[start]

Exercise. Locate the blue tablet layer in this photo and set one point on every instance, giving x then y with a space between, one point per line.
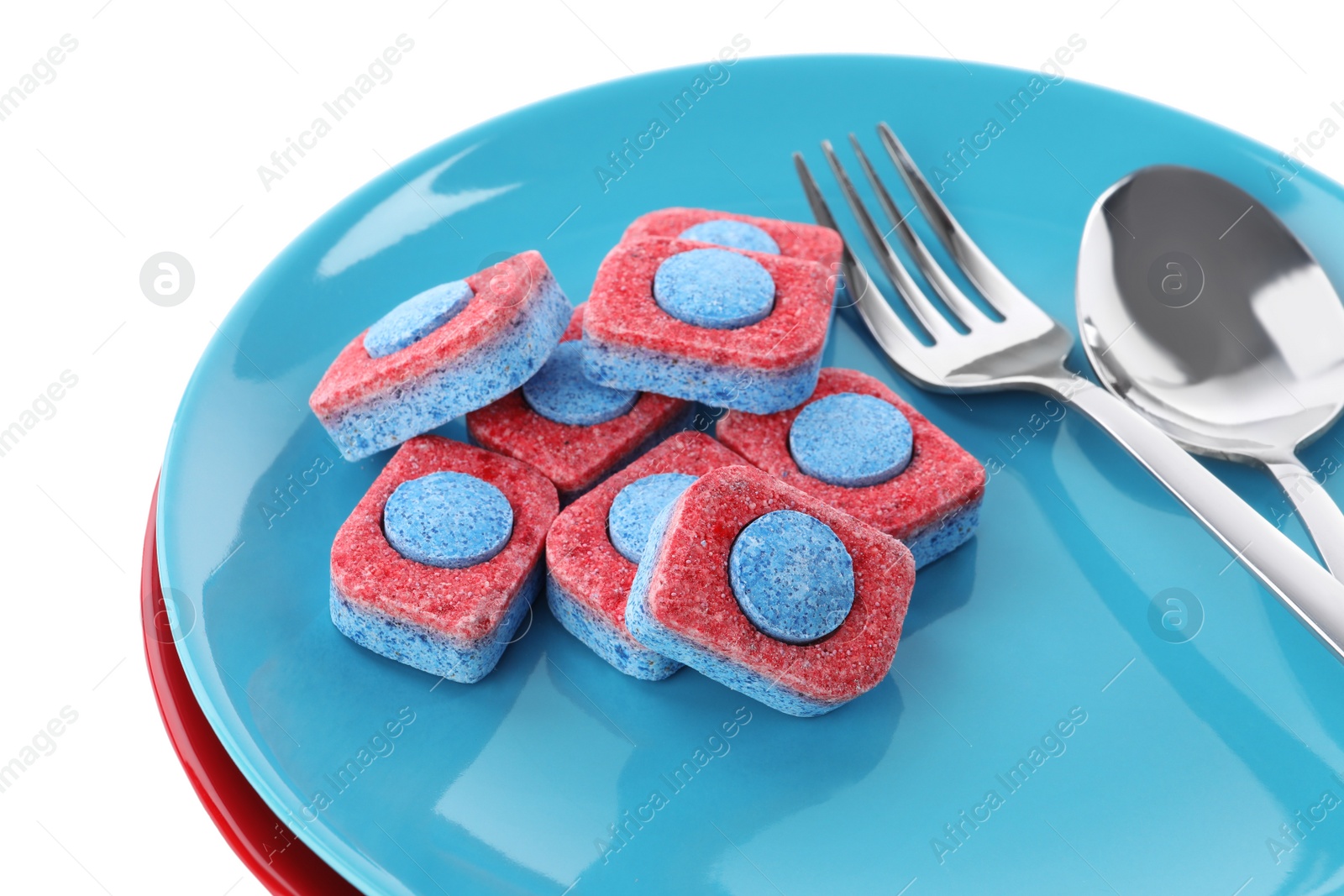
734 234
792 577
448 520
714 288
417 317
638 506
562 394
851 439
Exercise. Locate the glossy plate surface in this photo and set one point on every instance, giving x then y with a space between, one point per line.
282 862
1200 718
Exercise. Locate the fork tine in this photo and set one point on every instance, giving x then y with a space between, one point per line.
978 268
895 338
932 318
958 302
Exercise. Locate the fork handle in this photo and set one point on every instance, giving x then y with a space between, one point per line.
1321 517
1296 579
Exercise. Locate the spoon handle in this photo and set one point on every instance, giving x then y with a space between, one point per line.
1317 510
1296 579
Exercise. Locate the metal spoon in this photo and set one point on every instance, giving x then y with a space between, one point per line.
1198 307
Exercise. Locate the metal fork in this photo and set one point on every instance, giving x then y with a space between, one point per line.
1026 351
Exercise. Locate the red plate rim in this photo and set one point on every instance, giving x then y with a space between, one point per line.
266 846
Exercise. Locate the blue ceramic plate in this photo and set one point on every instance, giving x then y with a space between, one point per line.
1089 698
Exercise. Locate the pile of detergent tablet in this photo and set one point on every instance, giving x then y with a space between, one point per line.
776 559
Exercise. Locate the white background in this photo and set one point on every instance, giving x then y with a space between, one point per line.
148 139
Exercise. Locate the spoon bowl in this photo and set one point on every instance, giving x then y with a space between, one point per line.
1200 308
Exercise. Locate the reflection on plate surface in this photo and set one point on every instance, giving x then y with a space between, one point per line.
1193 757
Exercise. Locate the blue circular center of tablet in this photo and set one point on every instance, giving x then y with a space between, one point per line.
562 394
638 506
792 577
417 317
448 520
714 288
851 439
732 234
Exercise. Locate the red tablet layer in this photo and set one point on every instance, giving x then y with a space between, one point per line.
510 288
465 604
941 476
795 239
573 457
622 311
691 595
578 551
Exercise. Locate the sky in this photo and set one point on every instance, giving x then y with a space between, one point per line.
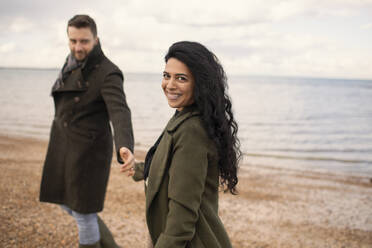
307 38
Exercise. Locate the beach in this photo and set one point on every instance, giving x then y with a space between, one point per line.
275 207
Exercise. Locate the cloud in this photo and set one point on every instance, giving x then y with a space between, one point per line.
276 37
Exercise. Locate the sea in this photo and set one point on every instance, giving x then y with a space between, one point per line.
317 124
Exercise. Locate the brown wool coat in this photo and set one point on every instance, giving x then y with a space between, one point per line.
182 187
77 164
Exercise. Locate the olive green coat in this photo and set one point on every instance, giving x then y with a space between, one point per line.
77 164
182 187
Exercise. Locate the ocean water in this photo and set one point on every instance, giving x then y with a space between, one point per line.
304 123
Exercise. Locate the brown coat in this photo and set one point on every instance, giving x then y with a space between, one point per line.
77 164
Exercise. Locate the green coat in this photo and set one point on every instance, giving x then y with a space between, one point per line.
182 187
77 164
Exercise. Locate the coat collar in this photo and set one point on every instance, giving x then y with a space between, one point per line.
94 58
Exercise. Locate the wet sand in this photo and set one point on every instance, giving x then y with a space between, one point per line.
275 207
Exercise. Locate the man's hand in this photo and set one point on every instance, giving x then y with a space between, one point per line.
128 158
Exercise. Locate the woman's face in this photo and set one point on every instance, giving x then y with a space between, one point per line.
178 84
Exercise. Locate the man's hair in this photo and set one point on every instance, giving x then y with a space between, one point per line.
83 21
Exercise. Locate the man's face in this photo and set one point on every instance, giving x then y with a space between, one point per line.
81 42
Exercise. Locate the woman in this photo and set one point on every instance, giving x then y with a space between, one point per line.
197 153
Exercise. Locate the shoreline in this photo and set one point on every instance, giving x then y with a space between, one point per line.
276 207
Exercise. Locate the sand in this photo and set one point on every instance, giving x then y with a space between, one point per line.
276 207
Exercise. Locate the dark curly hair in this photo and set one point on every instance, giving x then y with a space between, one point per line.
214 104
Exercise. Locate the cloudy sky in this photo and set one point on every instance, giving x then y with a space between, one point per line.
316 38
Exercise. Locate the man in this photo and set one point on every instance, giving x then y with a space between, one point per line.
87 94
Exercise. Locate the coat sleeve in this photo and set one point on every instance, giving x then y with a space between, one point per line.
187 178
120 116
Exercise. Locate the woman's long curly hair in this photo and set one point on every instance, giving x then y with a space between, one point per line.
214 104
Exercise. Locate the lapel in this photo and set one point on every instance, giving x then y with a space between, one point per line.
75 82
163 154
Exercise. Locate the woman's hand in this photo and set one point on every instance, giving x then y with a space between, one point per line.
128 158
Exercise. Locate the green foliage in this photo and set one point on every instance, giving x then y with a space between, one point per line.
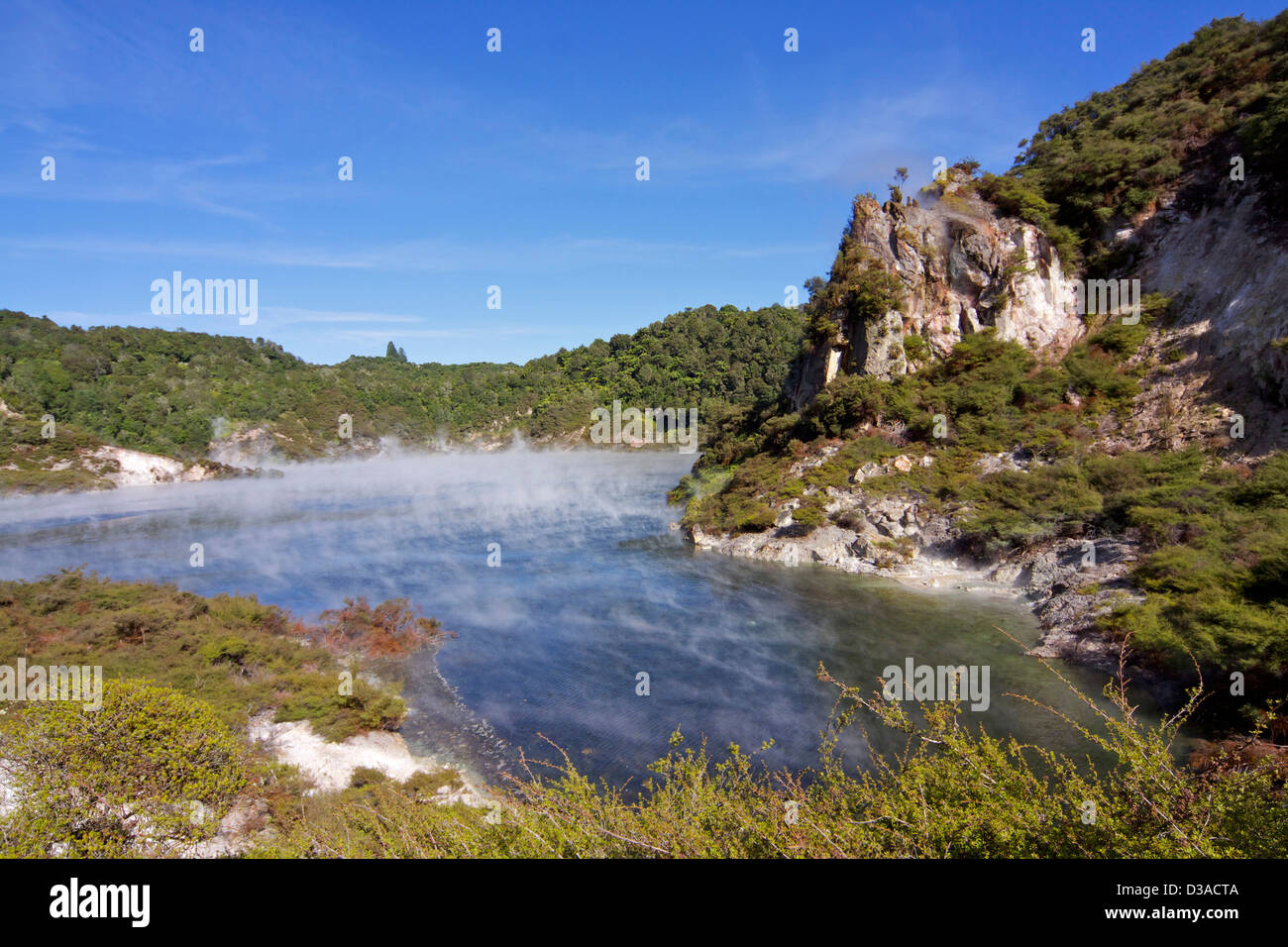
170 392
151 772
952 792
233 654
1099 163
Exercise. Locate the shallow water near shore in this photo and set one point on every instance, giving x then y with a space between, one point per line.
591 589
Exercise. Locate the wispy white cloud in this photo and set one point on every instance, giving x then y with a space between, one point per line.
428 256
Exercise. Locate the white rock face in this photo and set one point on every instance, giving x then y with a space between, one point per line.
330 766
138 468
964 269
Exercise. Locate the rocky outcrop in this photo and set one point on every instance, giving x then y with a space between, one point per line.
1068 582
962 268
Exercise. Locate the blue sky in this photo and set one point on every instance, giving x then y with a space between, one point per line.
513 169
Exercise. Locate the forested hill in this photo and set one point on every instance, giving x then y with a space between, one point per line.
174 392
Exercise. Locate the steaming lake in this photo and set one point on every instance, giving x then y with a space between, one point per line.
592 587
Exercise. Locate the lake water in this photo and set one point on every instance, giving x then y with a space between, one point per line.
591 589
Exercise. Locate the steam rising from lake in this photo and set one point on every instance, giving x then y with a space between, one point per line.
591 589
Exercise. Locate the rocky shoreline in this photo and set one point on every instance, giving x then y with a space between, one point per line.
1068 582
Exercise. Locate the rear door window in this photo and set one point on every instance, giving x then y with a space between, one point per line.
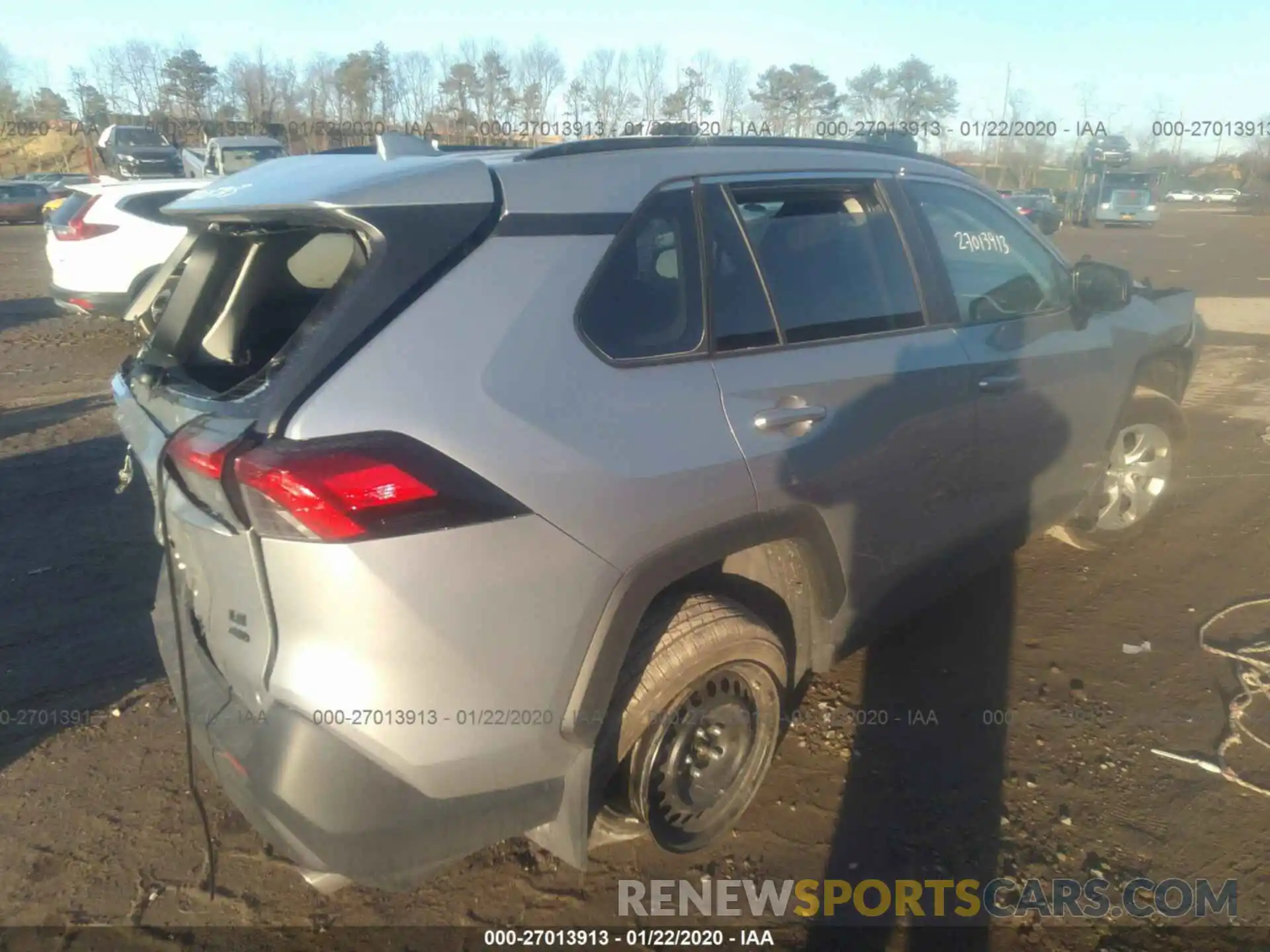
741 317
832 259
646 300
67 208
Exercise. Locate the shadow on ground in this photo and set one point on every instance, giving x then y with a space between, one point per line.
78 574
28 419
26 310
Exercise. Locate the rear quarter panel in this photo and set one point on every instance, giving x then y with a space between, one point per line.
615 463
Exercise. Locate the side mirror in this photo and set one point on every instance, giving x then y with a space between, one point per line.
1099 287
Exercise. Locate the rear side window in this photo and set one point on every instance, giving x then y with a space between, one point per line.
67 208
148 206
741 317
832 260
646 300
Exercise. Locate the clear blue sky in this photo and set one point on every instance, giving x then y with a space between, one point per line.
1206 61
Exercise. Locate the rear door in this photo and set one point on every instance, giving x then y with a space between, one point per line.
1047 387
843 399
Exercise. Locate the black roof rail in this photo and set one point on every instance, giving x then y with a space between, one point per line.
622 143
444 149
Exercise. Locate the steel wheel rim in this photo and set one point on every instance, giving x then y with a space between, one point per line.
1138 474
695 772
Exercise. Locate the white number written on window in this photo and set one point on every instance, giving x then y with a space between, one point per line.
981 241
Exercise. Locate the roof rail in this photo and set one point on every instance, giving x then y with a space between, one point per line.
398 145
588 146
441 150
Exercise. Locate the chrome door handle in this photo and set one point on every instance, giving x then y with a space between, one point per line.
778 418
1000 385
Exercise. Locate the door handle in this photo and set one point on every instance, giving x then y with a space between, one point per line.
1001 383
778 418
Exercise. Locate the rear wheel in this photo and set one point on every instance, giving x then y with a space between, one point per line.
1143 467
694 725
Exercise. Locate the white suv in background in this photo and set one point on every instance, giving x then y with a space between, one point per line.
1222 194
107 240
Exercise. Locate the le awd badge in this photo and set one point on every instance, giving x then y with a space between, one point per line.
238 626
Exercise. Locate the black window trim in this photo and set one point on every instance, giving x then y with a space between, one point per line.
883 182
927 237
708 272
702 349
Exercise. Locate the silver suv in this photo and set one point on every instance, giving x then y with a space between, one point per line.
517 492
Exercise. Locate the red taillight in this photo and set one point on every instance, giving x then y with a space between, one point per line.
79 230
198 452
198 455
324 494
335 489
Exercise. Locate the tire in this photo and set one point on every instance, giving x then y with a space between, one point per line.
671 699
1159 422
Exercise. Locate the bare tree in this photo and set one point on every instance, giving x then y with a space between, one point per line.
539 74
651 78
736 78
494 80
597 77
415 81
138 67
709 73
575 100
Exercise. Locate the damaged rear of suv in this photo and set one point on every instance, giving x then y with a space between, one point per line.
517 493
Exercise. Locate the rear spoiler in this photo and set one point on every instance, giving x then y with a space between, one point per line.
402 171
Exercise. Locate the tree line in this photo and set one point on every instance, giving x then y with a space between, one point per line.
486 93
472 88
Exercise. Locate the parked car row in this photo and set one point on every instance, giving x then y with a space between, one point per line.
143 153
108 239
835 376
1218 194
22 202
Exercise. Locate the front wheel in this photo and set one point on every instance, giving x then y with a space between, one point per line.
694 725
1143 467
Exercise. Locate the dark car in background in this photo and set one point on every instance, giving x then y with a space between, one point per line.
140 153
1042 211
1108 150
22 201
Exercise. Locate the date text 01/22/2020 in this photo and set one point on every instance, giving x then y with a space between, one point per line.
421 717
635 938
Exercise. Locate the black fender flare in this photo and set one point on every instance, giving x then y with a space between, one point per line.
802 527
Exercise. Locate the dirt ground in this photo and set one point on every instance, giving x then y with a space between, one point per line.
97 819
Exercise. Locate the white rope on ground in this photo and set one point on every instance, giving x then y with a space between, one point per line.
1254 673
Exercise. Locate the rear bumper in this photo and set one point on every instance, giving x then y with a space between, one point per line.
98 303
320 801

[end]

● Set task
In the listing above, find the line containing "Exercise. Locate the front", then reproduce it and each line after it through the end, exactly and with nothing added.

● Expected answer
Exercise. Locate the front wheel in this photo and set one point on every instance, giving x then y with a space between, one point per line.
694 725
1143 467
Exercise. Locate the dark car in background in this photo and set one point on every instance, giving x then y with a space between, one point per line.
140 153
1042 211
1108 150
22 201
Exercise. Locate the date text 01/22/2020 in this photo and set one point on every instance, giving x then y with a space between, one point per line.
421 717
635 938
Exercise. Locate the black fender flare in this photo and set one point on every instance, giving x then y with a space between, one point per line.
802 527
Exercise. Locate the dirt ground in this photo and set one point on every instance, giving x then y with a space between, one point per line.
97 819
Exercise. Locate the white rope on ground in this photo and set one point on every instance, giving x then y with a space between, one point per line.
1254 673
Exercise. Locate the rear bumper in this photo and set one point on every instance, giving x then y with a space between, one point per line.
98 303
320 801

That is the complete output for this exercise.